Text segment:
◇ ◇ ◇ ◇

This paper has the following main contributions. First, it contributes new knowledge to the emerging problem of behavioral discrimination in the digital economy context. It provides a theoretical explanation for the phenomena of “price differentiation” and “logistics service differentiation”. Our study fills a gap in the literature, which tends to consider the effects of the two individually, neglecting the mechanism of their mutual influence. Second, we construct a two-period dynamic game model considering a joint price and time decision problem, test that both price and logistics services are effective means of implementing discriminatory strategies, and develop a stream of the literature on behavior-based price discrimination. In particular, we demonstrate that firms can strategically target consumers by adjusting prices flexibly and committing to specific delivery times. We test the robustness of our main conclusions through specific extensions. Third, the findings also provide many insights for managers. These insights concern how firms can make optimal decisions when adopting differentiation strategies, such as pricing and logistics services, in dealing with strategic consumers. This approach will help firms retain existing customers and acquire new ones. Finally, in addition to the theoretical contribution, the findings obtained from this study provide valuable recommendations for government regulators in the formulation of relevant public policies, particularly in regulating digital markets and consumer rights.

◇ ◇ ◇ ◇

Supplied data:

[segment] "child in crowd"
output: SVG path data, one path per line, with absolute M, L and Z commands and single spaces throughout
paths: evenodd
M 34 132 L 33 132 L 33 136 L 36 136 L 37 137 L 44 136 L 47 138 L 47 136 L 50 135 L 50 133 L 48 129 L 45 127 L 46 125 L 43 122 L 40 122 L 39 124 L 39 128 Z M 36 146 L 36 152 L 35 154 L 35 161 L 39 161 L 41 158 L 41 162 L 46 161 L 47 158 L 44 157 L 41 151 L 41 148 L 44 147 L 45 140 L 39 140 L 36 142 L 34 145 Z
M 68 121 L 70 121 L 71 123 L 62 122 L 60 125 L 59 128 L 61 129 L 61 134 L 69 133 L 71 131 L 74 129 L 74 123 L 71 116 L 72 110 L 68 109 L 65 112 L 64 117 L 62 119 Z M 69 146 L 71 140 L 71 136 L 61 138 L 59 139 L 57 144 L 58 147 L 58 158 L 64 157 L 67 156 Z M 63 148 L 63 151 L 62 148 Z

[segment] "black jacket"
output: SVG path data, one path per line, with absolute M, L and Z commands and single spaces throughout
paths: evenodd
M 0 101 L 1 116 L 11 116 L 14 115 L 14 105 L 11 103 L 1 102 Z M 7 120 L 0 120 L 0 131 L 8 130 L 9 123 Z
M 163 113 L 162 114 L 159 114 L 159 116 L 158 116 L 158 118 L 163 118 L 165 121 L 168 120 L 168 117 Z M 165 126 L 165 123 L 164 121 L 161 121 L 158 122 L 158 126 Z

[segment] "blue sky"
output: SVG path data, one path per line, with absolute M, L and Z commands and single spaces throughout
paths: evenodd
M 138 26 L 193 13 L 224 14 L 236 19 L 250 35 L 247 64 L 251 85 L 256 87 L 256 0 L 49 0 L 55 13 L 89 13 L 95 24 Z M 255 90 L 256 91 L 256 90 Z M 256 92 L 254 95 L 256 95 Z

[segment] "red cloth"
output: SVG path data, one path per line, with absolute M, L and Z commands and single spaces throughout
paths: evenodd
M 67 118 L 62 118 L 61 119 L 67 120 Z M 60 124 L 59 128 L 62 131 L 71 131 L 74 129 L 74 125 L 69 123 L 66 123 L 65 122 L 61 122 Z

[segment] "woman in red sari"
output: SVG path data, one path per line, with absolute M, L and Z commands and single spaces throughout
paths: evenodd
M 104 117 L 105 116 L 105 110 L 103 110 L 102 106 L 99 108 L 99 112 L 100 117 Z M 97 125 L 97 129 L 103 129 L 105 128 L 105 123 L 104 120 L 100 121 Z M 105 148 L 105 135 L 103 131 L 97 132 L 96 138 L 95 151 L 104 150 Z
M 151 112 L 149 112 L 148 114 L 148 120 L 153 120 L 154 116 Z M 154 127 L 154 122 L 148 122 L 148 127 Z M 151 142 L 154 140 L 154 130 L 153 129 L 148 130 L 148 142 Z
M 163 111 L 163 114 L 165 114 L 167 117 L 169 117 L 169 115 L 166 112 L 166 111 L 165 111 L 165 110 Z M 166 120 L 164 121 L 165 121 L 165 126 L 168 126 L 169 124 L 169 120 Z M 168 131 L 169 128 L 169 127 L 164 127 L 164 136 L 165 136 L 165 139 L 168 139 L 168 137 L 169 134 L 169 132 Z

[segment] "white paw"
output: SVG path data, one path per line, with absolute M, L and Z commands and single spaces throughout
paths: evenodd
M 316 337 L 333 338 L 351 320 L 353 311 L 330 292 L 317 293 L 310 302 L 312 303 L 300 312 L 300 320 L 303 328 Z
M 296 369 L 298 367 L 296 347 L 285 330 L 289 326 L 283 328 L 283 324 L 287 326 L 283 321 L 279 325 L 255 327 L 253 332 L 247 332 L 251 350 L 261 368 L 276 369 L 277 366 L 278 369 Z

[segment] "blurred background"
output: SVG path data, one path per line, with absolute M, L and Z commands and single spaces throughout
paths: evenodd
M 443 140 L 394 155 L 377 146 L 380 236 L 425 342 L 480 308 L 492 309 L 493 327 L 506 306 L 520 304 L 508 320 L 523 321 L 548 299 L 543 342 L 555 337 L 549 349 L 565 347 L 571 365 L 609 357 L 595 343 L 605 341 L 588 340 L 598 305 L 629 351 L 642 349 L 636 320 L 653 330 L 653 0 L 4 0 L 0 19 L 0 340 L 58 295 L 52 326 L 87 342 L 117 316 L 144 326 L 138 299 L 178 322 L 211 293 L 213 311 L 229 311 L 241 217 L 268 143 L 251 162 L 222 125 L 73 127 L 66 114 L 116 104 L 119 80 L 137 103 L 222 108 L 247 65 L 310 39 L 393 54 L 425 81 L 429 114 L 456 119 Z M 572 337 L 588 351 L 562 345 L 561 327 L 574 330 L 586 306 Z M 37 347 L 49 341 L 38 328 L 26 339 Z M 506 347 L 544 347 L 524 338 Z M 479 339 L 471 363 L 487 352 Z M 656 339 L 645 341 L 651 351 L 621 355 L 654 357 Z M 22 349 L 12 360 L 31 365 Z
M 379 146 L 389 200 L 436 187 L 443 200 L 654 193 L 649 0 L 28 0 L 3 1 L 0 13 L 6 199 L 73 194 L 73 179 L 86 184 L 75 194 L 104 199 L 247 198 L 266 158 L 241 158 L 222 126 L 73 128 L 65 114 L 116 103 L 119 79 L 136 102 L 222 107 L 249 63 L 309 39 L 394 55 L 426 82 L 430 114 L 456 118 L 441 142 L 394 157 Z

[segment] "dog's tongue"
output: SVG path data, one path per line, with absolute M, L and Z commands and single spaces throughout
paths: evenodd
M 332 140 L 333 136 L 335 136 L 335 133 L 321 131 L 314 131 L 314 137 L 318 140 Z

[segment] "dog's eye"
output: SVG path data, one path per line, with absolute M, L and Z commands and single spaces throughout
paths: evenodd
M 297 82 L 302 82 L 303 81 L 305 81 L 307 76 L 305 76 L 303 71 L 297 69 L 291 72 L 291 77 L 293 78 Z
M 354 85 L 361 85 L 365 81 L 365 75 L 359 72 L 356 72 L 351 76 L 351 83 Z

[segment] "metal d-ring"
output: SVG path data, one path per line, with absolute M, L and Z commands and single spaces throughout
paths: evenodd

◇ ◇ ◇ ◇

Requirements:
1. In the records, begin at the first line and stop after the line containing "M 68 121 L 70". Change "child in crowd" to "child in a crowd" in those lines, reproduce them with nothing else altered, and give only those lines.
2. Extend the passage on the paper's contributions about price and logistics service discrimination, picking up after its final sentence.
The text and the records have no connection to each other.

Responses by task:
1.
[segment] "child in a crowd"
output: SVG path data, one path per line, with absolute M, L and Z commands and single spaces throughout
paths: evenodd
M 34 132 L 33 132 L 33 136 L 36 136 L 37 137 L 44 136 L 47 138 L 47 136 L 50 135 L 50 133 L 48 129 L 45 127 L 46 125 L 43 122 L 40 122 L 39 124 L 39 128 Z M 36 146 L 36 152 L 35 154 L 35 161 L 39 161 L 41 158 L 41 162 L 46 161 L 47 158 L 44 157 L 41 151 L 41 148 L 44 147 L 45 140 L 39 140 L 36 142 L 34 145 Z
M 68 121 L 70 121 L 71 123 L 62 122 L 60 125 L 59 128 L 61 129 L 61 134 L 69 133 L 71 131 L 74 129 L 74 123 L 71 116 L 72 110 L 68 109 L 65 112 L 64 117 L 62 119 Z M 69 146 L 71 140 L 71 136 L 61 138 L 59 139 L 57 144 L 58 147 L 58 158 L 64 157 L 67 156 Z M 63 148 L 63 151 L 62 148 Z

2.
The rest of the structure of the paper is organized as follows. Section 3 elaborates on the model construction and game sequence. Section 4 solves the model and obtains the optimal decisions of firms regarding pricing and promised delivery time under the three scenarios, respectively. Section 5 examines and analyzes the equilibrium results across the scenarios to draw the main conclusions of this paper and further investigates the impacts of behavior-based pricing and promised delivery time strategies on firm profits, consumer surplus, and social welfare. Section 6 extends the main model, relaxes several key assumptions, and tests the robustness of the model. Section 7 reviews and summarizes the entire paper and explores future research.

2. Literature Review

The main topics related to our research encompass both BBP and joint decision-making on pricing and delivery time.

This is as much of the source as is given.